* _YOUR OBJECTIVE_
What is the number of lines in these entries that contain "site"? State it alone.

Natural language region descriptions:
══════════════════════════════

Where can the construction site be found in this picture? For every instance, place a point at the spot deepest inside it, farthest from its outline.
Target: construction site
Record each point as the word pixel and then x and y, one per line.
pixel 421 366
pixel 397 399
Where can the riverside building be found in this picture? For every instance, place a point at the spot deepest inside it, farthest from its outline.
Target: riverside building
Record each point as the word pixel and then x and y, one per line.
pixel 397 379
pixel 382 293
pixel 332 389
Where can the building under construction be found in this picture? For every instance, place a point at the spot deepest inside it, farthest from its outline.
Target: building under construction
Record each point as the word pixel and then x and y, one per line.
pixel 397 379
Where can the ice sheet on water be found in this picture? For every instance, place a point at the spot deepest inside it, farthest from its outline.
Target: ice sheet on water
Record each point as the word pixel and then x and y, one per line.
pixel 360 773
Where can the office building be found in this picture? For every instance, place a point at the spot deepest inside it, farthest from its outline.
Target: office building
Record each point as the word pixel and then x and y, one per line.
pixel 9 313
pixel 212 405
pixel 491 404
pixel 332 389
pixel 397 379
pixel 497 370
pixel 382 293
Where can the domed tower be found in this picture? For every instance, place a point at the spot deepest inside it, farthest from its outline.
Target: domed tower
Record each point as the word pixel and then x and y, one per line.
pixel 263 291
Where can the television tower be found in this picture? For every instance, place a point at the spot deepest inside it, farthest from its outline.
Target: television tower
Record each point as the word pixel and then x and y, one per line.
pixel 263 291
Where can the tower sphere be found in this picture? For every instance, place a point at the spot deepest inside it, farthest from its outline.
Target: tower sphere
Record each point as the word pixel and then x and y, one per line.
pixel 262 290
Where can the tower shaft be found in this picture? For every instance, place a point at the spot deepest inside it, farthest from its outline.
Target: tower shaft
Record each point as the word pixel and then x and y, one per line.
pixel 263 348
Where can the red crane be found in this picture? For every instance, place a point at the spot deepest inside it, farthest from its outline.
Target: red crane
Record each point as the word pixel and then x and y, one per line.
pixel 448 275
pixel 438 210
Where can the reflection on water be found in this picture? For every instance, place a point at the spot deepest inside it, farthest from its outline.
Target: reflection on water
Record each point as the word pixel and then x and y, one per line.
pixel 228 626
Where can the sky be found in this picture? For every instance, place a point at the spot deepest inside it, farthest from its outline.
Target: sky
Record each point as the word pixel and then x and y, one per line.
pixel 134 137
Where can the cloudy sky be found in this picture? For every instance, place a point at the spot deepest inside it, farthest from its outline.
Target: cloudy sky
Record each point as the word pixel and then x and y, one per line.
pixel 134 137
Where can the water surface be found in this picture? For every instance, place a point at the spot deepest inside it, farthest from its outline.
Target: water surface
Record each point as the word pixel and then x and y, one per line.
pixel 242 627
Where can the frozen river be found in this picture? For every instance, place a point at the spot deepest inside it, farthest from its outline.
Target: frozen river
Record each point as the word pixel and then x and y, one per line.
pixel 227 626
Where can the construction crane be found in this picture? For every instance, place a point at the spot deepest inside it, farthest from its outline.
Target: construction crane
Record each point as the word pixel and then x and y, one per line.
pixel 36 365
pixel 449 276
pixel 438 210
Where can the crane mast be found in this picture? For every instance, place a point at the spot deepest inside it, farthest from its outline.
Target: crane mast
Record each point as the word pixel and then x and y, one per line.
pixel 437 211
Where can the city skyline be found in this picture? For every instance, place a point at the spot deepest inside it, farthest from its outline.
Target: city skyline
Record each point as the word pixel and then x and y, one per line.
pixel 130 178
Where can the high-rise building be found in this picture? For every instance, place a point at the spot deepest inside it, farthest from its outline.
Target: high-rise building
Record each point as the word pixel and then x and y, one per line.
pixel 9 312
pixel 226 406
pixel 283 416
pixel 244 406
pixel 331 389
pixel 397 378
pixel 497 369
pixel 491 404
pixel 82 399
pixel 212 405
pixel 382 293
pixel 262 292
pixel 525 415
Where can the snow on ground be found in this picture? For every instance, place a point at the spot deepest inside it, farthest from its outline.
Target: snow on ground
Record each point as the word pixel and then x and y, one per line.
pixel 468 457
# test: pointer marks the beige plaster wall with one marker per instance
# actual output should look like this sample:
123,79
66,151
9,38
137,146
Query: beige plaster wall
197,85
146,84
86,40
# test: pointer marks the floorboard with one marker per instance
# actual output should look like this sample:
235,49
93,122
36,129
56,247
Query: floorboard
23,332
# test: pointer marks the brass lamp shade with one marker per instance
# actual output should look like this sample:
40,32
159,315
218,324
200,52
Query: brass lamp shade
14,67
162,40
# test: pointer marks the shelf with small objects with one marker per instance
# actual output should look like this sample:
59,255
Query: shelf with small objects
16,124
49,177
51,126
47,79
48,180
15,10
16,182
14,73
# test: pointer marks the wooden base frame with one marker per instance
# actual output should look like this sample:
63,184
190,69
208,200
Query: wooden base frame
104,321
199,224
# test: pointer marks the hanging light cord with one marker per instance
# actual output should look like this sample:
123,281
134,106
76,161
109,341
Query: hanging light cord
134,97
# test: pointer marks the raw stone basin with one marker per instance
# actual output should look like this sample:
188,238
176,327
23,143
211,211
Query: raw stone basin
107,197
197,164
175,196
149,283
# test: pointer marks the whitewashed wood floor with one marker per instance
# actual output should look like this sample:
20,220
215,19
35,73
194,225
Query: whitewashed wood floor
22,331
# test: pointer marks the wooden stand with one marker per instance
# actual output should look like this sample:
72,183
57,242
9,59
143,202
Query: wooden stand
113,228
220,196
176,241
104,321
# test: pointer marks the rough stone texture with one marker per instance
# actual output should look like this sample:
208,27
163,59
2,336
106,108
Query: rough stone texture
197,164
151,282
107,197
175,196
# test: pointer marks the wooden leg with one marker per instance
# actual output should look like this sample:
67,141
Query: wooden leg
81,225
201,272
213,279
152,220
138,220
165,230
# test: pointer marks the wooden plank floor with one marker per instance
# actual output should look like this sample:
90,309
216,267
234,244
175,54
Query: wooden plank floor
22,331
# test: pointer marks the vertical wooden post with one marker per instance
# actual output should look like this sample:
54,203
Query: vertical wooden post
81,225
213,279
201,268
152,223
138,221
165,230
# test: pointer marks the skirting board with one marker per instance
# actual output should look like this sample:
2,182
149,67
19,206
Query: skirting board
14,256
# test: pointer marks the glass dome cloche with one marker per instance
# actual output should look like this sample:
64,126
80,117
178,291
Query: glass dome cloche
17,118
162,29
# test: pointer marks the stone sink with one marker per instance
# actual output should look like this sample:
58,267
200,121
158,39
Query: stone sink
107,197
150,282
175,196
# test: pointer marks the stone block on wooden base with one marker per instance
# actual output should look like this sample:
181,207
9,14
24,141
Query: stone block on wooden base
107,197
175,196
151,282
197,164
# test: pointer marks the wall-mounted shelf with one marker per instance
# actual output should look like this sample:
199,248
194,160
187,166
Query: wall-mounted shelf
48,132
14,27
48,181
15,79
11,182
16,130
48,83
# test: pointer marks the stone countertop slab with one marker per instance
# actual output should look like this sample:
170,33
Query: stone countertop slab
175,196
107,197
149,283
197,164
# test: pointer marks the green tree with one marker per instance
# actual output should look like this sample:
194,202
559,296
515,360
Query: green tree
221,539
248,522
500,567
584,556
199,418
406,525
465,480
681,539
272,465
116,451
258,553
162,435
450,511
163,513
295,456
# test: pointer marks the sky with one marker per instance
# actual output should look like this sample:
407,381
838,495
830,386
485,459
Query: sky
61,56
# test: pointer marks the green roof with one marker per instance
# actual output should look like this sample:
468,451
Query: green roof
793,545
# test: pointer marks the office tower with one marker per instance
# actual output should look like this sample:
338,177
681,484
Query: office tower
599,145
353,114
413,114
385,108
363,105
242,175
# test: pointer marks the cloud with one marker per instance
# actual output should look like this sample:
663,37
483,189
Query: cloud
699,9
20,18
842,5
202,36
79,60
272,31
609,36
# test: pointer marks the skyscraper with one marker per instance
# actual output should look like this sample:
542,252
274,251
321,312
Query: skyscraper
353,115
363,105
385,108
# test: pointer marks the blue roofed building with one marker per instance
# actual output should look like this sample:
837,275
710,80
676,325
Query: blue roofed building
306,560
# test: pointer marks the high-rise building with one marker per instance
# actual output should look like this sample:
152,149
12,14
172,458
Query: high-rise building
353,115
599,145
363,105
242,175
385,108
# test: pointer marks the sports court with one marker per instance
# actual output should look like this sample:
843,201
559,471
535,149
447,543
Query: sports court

══════════════════════════════

* _SOLUTION_
2